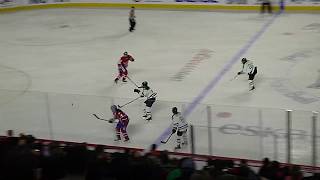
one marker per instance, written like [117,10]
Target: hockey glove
[111,120]
[136,90]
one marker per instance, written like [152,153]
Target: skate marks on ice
[284,87]
[200,56]
[314,27]
[316,84]
[44,41]
[13,84]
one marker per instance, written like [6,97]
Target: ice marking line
[213,83]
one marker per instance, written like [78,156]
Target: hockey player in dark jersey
[123,121]
[150,97]
[250,69]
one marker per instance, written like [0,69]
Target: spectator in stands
[294,173]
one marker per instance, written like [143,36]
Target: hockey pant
[251,78]
[132,24]
[147,110]
[182,136]
[121,127]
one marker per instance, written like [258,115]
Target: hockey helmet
[174,110]
[114,108]
[244,60]
[144,84]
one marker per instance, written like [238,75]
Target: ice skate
[177,147]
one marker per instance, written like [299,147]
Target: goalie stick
[164,142]
[109,120]
[234,77]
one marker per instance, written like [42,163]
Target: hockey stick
[100,118]
[132,82]
[164,142]
[128,102]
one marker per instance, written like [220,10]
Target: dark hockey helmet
[114,108]
[244,60]
[144,84]
[174,110]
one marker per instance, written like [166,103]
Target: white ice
[57,67]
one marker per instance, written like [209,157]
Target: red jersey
[121,116]
[124,60]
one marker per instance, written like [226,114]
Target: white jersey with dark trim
[148,93]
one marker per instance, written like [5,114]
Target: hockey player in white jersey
[250,69]
[180,126]
[150,97]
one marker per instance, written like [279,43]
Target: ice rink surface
[57,67]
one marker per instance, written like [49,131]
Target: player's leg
[120,74]
[251,78]
[185,138]
[179,136]
[118,137]
[124,133]
[125,74]
[149,104]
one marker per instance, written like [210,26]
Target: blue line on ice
[213,83]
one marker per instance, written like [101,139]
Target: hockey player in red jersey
[123,121]
[122,67]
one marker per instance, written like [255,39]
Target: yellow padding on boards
[159,6]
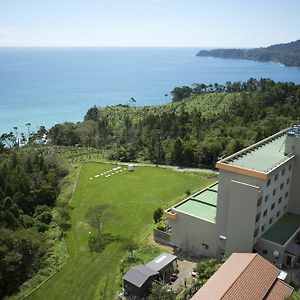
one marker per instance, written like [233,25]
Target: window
[257,217]
[259,201]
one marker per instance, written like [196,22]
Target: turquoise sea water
[45,86]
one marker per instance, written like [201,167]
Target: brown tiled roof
[244,276]
[280,290]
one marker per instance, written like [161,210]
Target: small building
[254,207]
[165,264]
[138,281]
[245,276]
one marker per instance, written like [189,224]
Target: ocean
[45,86]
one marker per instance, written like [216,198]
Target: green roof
[262,157]
[283,229]
[202,205]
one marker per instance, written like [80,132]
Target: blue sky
[163,23]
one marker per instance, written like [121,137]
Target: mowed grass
[133,197]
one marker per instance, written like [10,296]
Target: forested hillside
[286,54]
[202,123]
[29,185]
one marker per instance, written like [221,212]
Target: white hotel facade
[255,206]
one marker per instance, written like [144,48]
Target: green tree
[157,215]
[161,292]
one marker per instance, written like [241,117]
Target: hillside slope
[286,54]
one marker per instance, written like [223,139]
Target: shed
[138,281]
[165,264]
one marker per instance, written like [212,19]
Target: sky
[144,23]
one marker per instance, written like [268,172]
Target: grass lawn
[134,196]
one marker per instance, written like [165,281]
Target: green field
[133,196]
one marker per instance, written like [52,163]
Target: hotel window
[257,217]
[259,201]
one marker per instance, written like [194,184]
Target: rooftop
[202,205]
[244,276]
[138,275]
[283,229]
[261,157]
[161,261]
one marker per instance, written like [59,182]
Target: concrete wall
[294,203]
[241,217]
[224,195]
[189,233]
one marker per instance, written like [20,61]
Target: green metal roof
[262,157]
[283,229]
[202,205]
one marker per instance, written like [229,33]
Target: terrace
[283,229]
[202,205]
[261,157]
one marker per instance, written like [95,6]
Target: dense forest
[29,185]
[202,124]
[286,54]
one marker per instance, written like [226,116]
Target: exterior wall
[266,249]
[276,194]
[142,291]
[189,233]
[241,217]
[224,194]
[294,203]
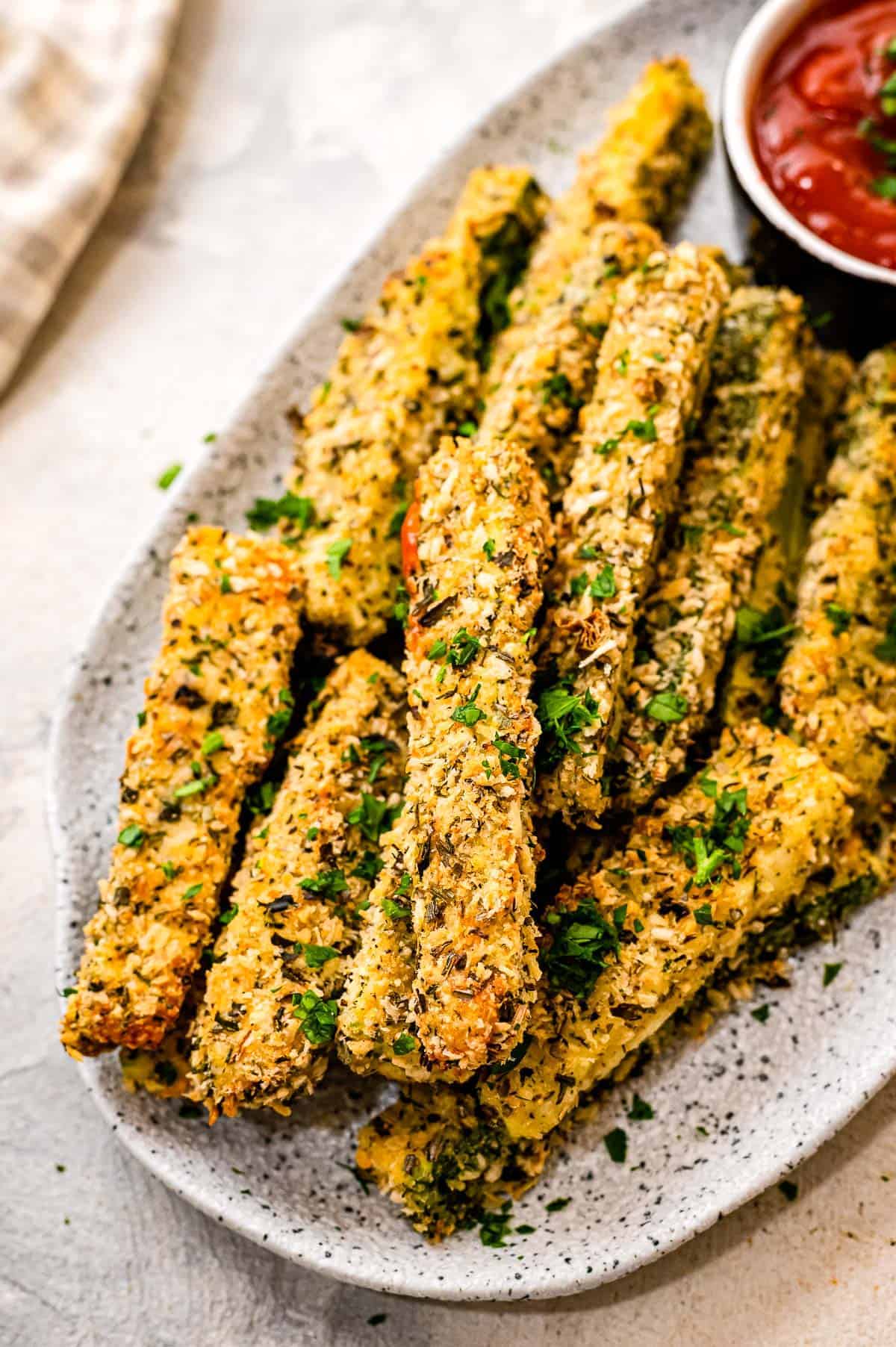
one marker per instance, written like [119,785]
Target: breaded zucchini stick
[839,680]
[216,702]
[651,376]
[628,945]
[476,542]
[538,399]
[406,378]
[730,487]
[267,1020]
[641,172]
[765,621]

------------------------

> Written exercise: Extract the full listing exactly, with the pictures left out.

> Task answer:
one marker per instance, written like [117,10]
Target: hockey glove
[111,120]
[136,90]
one marker per instance, written like [152,153]
Target: skate marks on ice
[284,87]
[200,56]
[314,27]
[316,84]
[44,41]
[13,84]
one marker per instance, written like [6,97]
Target: ice marking line
[213,83]
one marker per instance, written like [78,156]
Target: hockey player in dark jersey
[123,121]
[150,97]
[250,69]
one marker per instance, written like [0,69]
Target: spectator in stands
[294,173]
one marker per instance, written like [143,36]
Target: hockey pant
[251,78]
[132,24]
[147,110]
[182,136]
[121,127]
one marker per instance, written like [258,115]
Target: hockey helmet
[174,110]
[114,108]
[244,60]
[144,84]
one marker per instance, written like [238,75]
Target: ice skate
[177,147]
one marker per instance, written like [299,147]
Target: goalie stick
[164,142]
[109,120]
[234,77]
one marker per instance, written like [42,163]
Target: hockey stick
[100,118]
[132,82]
[164,142]
[128,102]
one marker per instance, written like [220,10]
Target: dark hockey helmet
[114,108]
[244,60]
[144,84]
[174,110]
one marker per instance, written like [166,103]
Target: white ice
[57,67]
one marker per instance, written like [209,157]
Target: red jersey
[121,116]
[124,60]
one marker per instance, written like [226,114]
Target: white jersey with dark trim
[148,93]
one marker per instance, written like [5,114]
Target: hockey player in white jersey
[250,69]
[180,126]
[150,97]
one marker per instance, written like [279,43]
Target: ice rink surface
[57,67]
one marker per instance, written like [49,131]
Target: player's leg
[120,74]
[251,78]
[185,138]
[179,136]
[118,137]
[124,133]
[125,74]
[149,104]
one marker per instance, written like [210,26]
Target: blue line on ice
[213,83]
one marker per instance, written like [101,139]
Target: hockey player in red jersey
[123,121]
[122,67]
one marker per instance, written like [255,39]
Target: yellow padding on boards
[159,6]
one marker per instance, written like [233,25]
Target: window
[257,217]
[259,201]
one marker per instance, written like [196,22]
Target: turquoise sea water
[45,86]
one marker per instance, written like [201,167]
Target: brown tiled roof
[244,276]
[280,290]
one marker per instance, written like [161,210]
Target: small building
[254,207]
[165,264]
[138,281]
[245,276]
one marker per instance, written like [189,224]
Target: ocean
[45,86]
one marker per instance, written like [216,198]
Target: green roof
[262,157]
[283,229]
[202,205]
one marker per instance, written like [80,132]
Target: blue sky
[163,23]
one marker per instance, written like [121,137]
Target: mowed grass
[133,197]
one marker per instance, written like [10,296]
Target: forested hillside
[286,54]
[202,123]
[29,185]
one marker per instance, written like [221,212]
Target: white hotel facade
[255,206]
one marker per instance, written like [144,48]
Target: green tree
[157,215]
[161,292]
one marker per instance, written like [241,117]
Target: hillside slope
[286,54]
one marker per instance, written like [223,139]
Target: shed
[138,281]
[165,264]
one marker per instance, written like [212,19]
Target: sky
[144,23]
one marker per instance, written like [268,172]
Target: grass lawn
[134,196]
one marker per instance, written like [165,281]
Target: green field
[133,196]
one marker per instance, written like [52,163]
Target: hotel window
[257,217]
[259,201]
one marker per instance, written like [194,184]
Target: rooftop
[202,205]
[244,276]
[138,275]
[283,229]
[261,157]
[161,261]
one marker per instance, written like [59,182]
Target: concrete wall
[294,203]
[241,217]
[224,195]
[189,233]
one marker per instance, written like [20,61]
Target: green metal roof
[262,157]
[283,229]
[202,205]
one marker per instance, written like [229,33]
Target: terrace
[283,229]
[202,205]
[261,157]
one marker per instance, written like [95,6]
Target: dense forest
[29,185]
[202,124]
[286,54]
one marker per instance, written like [226,116]
Target: exterior wall
[266,249]
[276,194]
[142,291]
[189,233]
[241,217]
[224,194]
[294,203]
one marker per instance, written like [119,785]
Target: breaded zucchini stick
[839,680]
[216,702]
[651,376]
[628,945]
[476,542]
[538,399]
[406,378]
[730,487]
[267,1020]
[641,172]
[765,621]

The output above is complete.